Our adoption experience so far has reminded me of one thing. How desperately we want things to be right. How desperately we want to be in Gods will. How we long for confirmations that things are the way they should be. How we look for signs that give us peace and tell us “Yes, this is the right step, yes this is good.”
Most of you know that our adoptive mother picked us from a profile we had made, to give to prospective birth parents. I sent it out many times, each time with a prayer that it would be to the right person, and that somebody greater than us would make it happen, and make it be right. Part of me wishes that she would have picked us because she could just tell we would be great parents, or because we seemed so happy, or because we seem so stable. The truth is though, that’s not what jumped out at her from our profile. She didn’t pick us because we live on a farm with a large extended family. She didn’t pick us because we have fun with our kids and take them camping, or because we are so good at loving each other. She didn’t pick us because we are nice Christian people. The one thing that stood out to our child’s parent was the fact that Gene is tall.

[Saved entries]
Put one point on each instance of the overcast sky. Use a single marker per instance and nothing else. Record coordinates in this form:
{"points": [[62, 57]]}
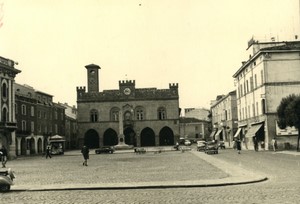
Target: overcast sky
{"points": [[198, 44]]}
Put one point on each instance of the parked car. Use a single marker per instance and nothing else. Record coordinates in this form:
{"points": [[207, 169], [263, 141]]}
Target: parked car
{"points": [[187, 143], [201, 145], [221, 145], [211, 147], [105, 149]]}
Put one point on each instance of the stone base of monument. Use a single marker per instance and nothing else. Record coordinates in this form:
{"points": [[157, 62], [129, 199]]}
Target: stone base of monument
{"points": [[121, 145]]}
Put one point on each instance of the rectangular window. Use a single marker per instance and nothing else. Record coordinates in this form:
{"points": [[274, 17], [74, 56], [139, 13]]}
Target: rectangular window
{"points": [[23, 125], [255, 80], [32, 110], [251, 84], [16, 108], [249, 111], [32, 126], [241, 90]]}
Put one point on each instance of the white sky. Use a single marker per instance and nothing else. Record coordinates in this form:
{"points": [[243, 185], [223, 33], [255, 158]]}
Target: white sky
{"points": [[196, 43]]}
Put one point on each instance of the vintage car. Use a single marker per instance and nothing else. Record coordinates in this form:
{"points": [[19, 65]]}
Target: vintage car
{"points": [[105, 149], [187, 143], [211, 147], [201, 145]]}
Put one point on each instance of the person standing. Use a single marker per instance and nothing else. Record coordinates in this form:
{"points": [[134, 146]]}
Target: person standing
{"points": [[48, 152], [85, 153], [3, 153], [255, 143], [238, 145], [274, 144]]}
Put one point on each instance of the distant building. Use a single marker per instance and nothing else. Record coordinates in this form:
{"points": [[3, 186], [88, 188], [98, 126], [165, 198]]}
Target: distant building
{"points": [[198, 113], [224, 118], [8, 123], [271, 73], [70, 125], [145, 116], [38, 118], [194, 129]]}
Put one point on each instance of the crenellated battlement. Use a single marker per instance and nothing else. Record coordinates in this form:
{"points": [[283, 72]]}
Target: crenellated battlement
{"points": [[127, 83], [81, 88], [173, 85]]}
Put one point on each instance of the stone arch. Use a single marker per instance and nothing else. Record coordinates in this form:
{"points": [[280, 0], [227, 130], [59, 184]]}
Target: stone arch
{"points": [[91, 138], [31, 145], [110, 137], [166, 136], [40, 145], [23, 146], [147, 137], [130, 136]]}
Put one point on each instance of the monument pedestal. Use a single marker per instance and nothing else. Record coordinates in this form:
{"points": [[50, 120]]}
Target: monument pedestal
{"points": [[121, 144]]}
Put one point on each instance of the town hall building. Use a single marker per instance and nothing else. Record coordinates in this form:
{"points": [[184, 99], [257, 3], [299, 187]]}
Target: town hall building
{"points": [[141, 116]]}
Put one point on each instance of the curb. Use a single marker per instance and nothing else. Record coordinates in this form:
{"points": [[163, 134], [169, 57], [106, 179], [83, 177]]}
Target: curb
{"points": [[236, 176]]}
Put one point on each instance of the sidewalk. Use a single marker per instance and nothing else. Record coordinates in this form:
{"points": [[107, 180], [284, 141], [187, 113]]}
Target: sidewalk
{"points": [[234, 175]]}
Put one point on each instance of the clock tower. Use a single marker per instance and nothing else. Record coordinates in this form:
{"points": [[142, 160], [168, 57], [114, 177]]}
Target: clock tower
{"points": [[93, 77]]}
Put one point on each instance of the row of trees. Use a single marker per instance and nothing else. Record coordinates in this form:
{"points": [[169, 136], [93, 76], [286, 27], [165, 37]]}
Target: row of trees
{"points": [[288, 113]]}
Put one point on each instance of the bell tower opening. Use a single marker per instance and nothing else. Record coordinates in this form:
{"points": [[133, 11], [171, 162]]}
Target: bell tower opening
{"points": [[93, 77]]}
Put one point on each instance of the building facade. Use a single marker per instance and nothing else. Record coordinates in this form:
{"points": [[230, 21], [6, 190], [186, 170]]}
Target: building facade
{"points": [[38, 118], [271, 73], [145, 116], [194, 129], [70, 125], [224, 118], [199, 113], [8, 123]]}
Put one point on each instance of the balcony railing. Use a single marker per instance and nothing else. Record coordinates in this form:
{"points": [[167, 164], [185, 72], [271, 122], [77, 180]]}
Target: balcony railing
{"points": [[10, 126]]}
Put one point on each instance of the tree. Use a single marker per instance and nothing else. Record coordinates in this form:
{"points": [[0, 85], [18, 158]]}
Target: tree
{"points": [[288, 113]]}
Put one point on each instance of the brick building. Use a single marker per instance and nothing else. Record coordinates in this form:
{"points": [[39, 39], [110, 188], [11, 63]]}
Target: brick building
{"points": [[145, 116], [8, 123], [270, 74], [38, 118]]}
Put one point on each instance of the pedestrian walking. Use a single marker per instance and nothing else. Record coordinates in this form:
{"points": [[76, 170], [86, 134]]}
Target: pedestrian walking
{"points": [[238, 145], [85, 153], [255, 141], [48, 152], [274, 144], [3, 154]]}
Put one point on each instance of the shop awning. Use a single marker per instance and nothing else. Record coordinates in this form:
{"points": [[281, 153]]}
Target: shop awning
{"points": [[254, 128], [237, 132]]}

Apply what you read:
• A. In the adoption post, what was the one thing that stood out to the child's parent in the profile?
• B. Continue the adoption post from its last sentence.

Outputs in order:
• A. The fact that Gene is tall.

• B.
No lie, HEIGHT is what tipped the scale in our favor.
It’s funny, because our profile was an online file on the computer, and I updated it frequently. If pictures were outdated I would stick a new one in. I took stuff out that seemed cheesy. One afternoon I was looking at our profile and thought to myself “You know, in these pictures you can’t really tell that Gene is tall, but when people meet him, that’s what people notice first. So as an afterthought at the “About Gene” page I wrote this: “You can’t tell in the pictures but Gene is 6’5”, and when we go out together people always ask him if he plays basketball”. That was the sign that birth mom received that gave her pause, gave her peace and said “Everything will be ok”. Because you see, the birth father is also 6’5”.
Fast forward to the birthday, and in meeting lots of members of the biological family, the theme was evident, that even in the midst of pain, these people were looking for comfort and hope that we were the right people to parent their little girl. Is it coincidence that Gene & birth dad “Could practically be twins” and that they “Walk and talk exactly the same” or that I “Look so Italian, I could fit right in at family gathering?” some of this stuff made me laugh and yet I get it.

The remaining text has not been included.